§ **COMPITO DA SVOLGERE**: Riprenda l'articolo sulle cellule staminali contro la distrofia di Duchenne e lo prosegua a partire dal punto in cui si interrompe.

Cellule apripista

Particolari cellule staminali, modificate a livello dei geni, potrebbero permettere la ricostituzione del tessuto degenerato dalla distrofia muscolare di Duchenne (Dmd), anche quando la malattia è uno stadio avanzato. Si tratta di un ulteriore passo verso la messa  a punto di una terapia, a cui stanno lavorando da anni i ricercatori della Fondazione Parco Biomedico San Raffaele di Castel Romano, coordinati da Giulio Cossu dell’Università di Milano. La ricerca, pubblicata su Nature Medicine, è stata condotta da Cesare Gargioli e Marcello Coletta, insieme a Fabrizio de Grandis e Stefano Cannata dell’università romana di Tor Vergata.

Dagli studi precedenti e dalle sperimentazioni sui modelli animali è noto che i mesangioblasti, cellule staminali normalmente associate ai vasi sanguigni, sono in grado di diffondersi facilmente nell’organismo e fondersi con il tessuto muscolare rigenerandolo (terapia cellulare). Negli stadi avanzati, però, questo trattamento si era finora rivelato poco efficace a causa della difficoltà di penetrare fra le fibre muscolari. La degenerazione, infatti, è accompagnata da un processo di infiammazione seguito dalla cicatrizzazione del tessuto che ostacola l’apporto di sangue (e quindi di ossigeno) ai muscoli. Con il progredire della Dmd, quindi, le fibre muscolari vengono sostituite con tessuto adiposo e connettivo, e quelle rimaste integre risultano bersagli irraggiungibili per la terapia cellulare.

§ **MATERIALE FORNITO**:
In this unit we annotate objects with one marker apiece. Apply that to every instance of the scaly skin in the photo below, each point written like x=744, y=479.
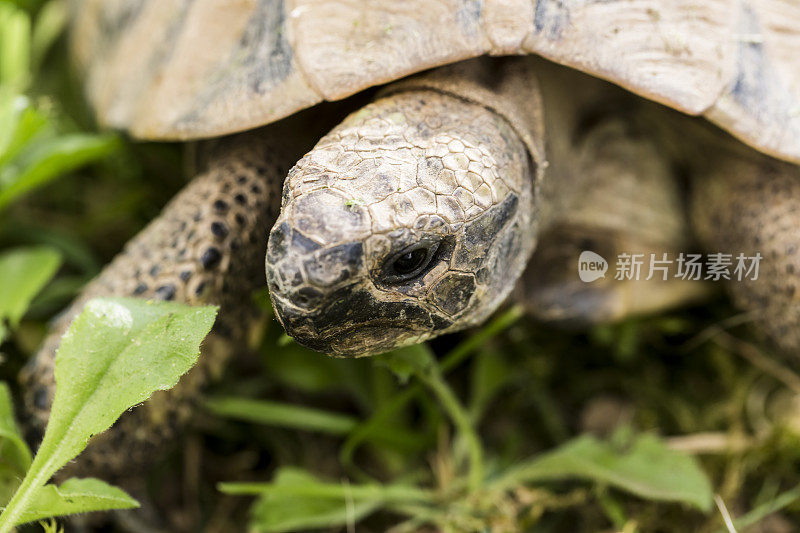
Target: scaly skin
x=416, y=170
x=744, y=202
x=207, y=247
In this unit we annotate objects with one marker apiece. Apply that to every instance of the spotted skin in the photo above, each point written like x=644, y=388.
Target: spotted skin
x=206, y=248
x=747, y=203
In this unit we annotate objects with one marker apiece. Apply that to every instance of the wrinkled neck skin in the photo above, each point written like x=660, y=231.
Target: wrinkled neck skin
x=416, y=170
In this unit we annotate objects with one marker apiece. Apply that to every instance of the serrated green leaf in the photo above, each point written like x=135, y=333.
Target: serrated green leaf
x=76, y=496
x=23, y=273
x=647, y=468
x=45, y=160
x=116, y=353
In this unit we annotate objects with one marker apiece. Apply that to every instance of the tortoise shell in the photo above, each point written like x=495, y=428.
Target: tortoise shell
x=187, y=69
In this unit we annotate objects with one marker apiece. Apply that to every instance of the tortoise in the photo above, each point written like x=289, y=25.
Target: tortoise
x=417, y=214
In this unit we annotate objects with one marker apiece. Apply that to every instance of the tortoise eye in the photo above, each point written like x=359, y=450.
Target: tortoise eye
x=410, y=263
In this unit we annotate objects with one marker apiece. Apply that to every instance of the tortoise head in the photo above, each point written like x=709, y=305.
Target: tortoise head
x=410, y=219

§ **RISPOSTA**:
Per superare l’ostacolo, i ricercatori hanno modificato geneticamente le cellule derivanti dai tendini (i fibroblasti), in modo da far loro esprimere la proteina metalloproteasi 9 (Mmp9), una molecola in grado di degradare il collagene che si accumula fra le fibre in degenerazione. Le cellule sono state iniettate nei topi, insieme a un fattore di crescita derivante dalla placenta (Pgif), noto per la sua caratteristica di indurre la formazione di nuovi vasi sanguigni. Questa doppia azione ha consentito ai mesangioblasti di entrare più facilmente a contatto con le fibre muscolari e di dare avvio alla loro rigenerazione. Il prossimo passo sarà verificare se nell’organismo umano il trattamento avrà la stessa efficacia: nei topi, infatti, la rigenerazione delle fibre muscolari continua parzialmente anche nelle fasi più avanzate della distrofia. (s.s.)